▶ [YOUR OBJECTIVE]:
Retype the rows below, from the line containing "For the photo above, indicate every instance of the asphalt" through the line containing "column 335, row 199", character for character.
━━━ RAW DATA
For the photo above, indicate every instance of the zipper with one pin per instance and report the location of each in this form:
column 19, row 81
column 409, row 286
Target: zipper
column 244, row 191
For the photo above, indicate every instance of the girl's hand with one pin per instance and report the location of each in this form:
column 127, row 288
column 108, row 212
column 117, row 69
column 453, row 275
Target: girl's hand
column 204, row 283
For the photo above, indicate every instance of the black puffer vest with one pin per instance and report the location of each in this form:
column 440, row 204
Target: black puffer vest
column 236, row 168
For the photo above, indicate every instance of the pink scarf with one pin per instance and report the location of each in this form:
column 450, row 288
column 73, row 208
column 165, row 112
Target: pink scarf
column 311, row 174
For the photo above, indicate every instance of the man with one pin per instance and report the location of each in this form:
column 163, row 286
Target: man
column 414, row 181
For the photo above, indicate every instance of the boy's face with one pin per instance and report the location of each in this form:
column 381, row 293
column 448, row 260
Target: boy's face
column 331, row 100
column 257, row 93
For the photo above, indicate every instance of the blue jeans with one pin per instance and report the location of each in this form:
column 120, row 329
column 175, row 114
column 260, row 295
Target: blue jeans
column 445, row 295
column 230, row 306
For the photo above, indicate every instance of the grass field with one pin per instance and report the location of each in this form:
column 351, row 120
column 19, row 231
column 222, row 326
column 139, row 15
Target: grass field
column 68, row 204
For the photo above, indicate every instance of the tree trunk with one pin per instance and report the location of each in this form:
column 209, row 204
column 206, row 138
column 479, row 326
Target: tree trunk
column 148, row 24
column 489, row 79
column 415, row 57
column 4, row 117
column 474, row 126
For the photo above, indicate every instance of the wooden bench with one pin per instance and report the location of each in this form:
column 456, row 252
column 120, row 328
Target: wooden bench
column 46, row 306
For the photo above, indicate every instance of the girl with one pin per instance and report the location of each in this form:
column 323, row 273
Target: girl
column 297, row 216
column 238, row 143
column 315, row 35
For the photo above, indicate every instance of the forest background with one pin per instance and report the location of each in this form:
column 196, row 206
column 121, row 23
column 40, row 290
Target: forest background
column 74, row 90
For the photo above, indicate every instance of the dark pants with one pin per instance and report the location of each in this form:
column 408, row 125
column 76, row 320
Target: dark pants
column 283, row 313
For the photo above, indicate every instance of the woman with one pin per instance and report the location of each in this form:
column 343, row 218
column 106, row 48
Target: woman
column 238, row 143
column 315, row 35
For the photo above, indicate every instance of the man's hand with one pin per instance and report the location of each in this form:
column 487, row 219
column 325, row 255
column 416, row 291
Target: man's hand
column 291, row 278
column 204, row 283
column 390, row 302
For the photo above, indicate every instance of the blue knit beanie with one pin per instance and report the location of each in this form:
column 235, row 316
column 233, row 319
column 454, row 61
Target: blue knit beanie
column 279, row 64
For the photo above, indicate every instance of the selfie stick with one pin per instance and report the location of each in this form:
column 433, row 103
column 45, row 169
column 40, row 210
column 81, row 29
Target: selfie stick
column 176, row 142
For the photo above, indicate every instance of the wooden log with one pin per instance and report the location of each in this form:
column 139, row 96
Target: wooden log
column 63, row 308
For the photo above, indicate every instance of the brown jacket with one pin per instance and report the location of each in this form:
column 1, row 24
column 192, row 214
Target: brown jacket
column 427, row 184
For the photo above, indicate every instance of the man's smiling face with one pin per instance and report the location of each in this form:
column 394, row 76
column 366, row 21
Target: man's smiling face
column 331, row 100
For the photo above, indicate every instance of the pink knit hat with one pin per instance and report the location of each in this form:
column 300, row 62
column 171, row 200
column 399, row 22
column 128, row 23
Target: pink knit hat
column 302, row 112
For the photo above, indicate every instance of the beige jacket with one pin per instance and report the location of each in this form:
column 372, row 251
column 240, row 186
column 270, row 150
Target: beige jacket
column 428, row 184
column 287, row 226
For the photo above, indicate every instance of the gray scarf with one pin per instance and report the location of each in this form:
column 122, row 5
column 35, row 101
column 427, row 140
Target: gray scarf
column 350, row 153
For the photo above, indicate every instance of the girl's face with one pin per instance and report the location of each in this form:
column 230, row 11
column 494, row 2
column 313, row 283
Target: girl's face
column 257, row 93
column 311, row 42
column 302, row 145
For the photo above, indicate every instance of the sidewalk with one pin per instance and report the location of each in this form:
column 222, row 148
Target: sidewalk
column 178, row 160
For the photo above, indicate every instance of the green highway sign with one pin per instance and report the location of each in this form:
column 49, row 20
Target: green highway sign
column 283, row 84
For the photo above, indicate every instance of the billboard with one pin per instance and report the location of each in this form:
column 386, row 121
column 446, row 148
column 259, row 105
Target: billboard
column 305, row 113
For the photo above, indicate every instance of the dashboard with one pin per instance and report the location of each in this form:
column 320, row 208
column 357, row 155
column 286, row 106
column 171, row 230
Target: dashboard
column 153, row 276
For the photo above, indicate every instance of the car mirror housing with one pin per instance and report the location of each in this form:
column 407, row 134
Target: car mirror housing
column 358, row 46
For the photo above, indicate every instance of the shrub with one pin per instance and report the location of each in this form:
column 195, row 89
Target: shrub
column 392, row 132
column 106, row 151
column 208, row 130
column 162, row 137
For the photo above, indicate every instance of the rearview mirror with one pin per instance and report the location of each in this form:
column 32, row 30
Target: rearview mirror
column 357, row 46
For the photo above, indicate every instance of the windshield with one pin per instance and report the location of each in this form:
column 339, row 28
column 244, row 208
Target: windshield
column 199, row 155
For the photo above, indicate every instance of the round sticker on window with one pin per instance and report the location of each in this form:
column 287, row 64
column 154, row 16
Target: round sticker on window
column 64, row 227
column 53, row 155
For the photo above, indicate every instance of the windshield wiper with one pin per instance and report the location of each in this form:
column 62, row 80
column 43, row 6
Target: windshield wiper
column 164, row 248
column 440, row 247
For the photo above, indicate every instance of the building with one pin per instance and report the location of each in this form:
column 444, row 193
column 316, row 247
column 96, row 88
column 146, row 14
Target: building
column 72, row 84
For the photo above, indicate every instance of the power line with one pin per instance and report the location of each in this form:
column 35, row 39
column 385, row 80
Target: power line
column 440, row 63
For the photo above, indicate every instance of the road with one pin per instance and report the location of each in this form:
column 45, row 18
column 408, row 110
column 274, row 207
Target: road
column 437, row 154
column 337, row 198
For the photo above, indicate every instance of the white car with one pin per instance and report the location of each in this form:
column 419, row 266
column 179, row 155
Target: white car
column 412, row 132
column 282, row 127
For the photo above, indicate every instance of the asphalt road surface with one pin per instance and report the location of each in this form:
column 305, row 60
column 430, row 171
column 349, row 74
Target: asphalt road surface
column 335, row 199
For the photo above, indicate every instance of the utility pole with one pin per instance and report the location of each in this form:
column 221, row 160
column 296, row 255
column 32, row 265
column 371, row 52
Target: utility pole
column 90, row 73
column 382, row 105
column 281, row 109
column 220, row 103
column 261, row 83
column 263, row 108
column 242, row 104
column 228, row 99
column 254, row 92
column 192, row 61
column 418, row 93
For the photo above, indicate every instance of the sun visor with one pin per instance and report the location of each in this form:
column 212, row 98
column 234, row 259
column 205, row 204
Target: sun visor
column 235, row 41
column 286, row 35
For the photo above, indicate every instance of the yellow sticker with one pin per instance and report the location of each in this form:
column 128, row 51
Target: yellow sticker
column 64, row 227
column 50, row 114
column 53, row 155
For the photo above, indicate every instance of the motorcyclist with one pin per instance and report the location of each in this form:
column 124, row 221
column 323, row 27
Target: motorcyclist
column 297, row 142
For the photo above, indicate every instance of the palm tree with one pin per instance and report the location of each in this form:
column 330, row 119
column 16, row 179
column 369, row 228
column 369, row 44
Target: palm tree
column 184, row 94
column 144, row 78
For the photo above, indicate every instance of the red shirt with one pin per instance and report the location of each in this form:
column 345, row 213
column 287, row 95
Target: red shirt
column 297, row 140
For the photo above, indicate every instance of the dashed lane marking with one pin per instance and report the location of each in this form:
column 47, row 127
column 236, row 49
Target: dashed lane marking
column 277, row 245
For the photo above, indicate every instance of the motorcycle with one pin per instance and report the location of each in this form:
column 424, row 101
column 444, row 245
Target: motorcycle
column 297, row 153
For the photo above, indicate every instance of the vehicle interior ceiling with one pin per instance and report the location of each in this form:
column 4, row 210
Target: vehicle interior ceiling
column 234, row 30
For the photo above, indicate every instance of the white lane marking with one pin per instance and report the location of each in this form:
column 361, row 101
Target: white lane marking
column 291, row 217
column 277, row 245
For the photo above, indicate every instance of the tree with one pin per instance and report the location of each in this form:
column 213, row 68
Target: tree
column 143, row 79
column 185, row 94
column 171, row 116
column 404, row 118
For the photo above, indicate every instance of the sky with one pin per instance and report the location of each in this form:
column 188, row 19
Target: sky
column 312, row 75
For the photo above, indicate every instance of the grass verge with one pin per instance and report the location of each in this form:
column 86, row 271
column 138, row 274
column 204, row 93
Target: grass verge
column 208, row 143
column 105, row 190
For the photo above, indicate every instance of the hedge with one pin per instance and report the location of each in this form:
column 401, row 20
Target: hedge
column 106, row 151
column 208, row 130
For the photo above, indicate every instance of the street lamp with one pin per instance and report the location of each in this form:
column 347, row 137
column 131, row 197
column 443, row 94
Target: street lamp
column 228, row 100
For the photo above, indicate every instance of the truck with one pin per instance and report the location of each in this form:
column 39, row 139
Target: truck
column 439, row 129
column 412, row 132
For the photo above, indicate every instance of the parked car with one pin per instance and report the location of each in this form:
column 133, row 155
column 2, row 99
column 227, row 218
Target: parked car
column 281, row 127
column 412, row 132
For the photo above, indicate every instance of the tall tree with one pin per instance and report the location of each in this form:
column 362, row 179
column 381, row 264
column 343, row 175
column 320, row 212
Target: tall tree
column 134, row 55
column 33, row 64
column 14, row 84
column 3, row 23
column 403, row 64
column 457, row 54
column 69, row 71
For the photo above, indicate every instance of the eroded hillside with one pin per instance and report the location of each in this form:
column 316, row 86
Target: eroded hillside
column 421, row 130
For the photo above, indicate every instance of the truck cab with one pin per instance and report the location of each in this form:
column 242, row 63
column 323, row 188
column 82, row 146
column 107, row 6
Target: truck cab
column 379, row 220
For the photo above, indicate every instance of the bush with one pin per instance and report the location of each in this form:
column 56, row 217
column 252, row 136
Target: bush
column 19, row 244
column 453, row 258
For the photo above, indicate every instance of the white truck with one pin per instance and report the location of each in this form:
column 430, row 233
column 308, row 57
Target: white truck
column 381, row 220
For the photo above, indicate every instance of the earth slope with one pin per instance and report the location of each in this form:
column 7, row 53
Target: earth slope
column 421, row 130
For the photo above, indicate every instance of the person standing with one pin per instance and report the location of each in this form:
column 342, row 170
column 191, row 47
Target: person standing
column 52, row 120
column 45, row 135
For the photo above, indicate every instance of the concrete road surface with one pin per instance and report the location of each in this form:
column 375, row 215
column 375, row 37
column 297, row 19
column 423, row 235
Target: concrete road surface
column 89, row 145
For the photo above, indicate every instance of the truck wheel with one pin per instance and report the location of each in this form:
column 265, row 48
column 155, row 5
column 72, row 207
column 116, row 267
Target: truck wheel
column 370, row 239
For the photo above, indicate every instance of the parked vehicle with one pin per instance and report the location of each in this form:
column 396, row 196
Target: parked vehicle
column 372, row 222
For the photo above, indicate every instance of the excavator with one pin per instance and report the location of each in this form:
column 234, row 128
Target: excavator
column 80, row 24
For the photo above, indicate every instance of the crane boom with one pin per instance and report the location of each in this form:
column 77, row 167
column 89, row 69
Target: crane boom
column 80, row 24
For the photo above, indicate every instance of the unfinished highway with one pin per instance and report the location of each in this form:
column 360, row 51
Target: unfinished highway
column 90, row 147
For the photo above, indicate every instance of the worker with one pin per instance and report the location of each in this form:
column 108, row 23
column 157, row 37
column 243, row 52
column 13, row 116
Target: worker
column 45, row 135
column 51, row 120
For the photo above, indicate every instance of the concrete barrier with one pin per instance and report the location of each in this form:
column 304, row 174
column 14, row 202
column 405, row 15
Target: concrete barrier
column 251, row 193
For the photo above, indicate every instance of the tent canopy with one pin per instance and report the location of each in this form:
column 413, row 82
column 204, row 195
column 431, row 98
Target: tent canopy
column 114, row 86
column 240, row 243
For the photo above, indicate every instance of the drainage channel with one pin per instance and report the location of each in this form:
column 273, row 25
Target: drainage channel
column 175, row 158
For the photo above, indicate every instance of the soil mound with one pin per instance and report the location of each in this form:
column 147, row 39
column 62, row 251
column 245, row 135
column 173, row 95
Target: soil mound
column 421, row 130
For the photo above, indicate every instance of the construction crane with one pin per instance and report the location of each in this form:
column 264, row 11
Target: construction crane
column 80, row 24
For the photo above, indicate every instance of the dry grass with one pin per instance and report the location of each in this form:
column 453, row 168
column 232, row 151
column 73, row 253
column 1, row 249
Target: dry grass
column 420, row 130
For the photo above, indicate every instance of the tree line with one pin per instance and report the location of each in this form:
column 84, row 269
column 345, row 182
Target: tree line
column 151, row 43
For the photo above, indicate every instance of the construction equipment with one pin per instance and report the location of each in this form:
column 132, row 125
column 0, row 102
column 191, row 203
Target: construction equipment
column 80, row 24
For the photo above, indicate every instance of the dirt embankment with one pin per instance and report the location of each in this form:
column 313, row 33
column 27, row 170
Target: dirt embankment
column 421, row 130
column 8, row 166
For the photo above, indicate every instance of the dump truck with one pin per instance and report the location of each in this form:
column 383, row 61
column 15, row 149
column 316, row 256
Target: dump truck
━━━━━━
▶ [REPLY TO THE TASK]:
For the photo above, indicate every instance of the asphalt road surface with one pin per instance and report the location of each in this form:
column 305, row 60
column 430, row 171
column 349, row 74
Target: asphalt road surface
column 335, row 199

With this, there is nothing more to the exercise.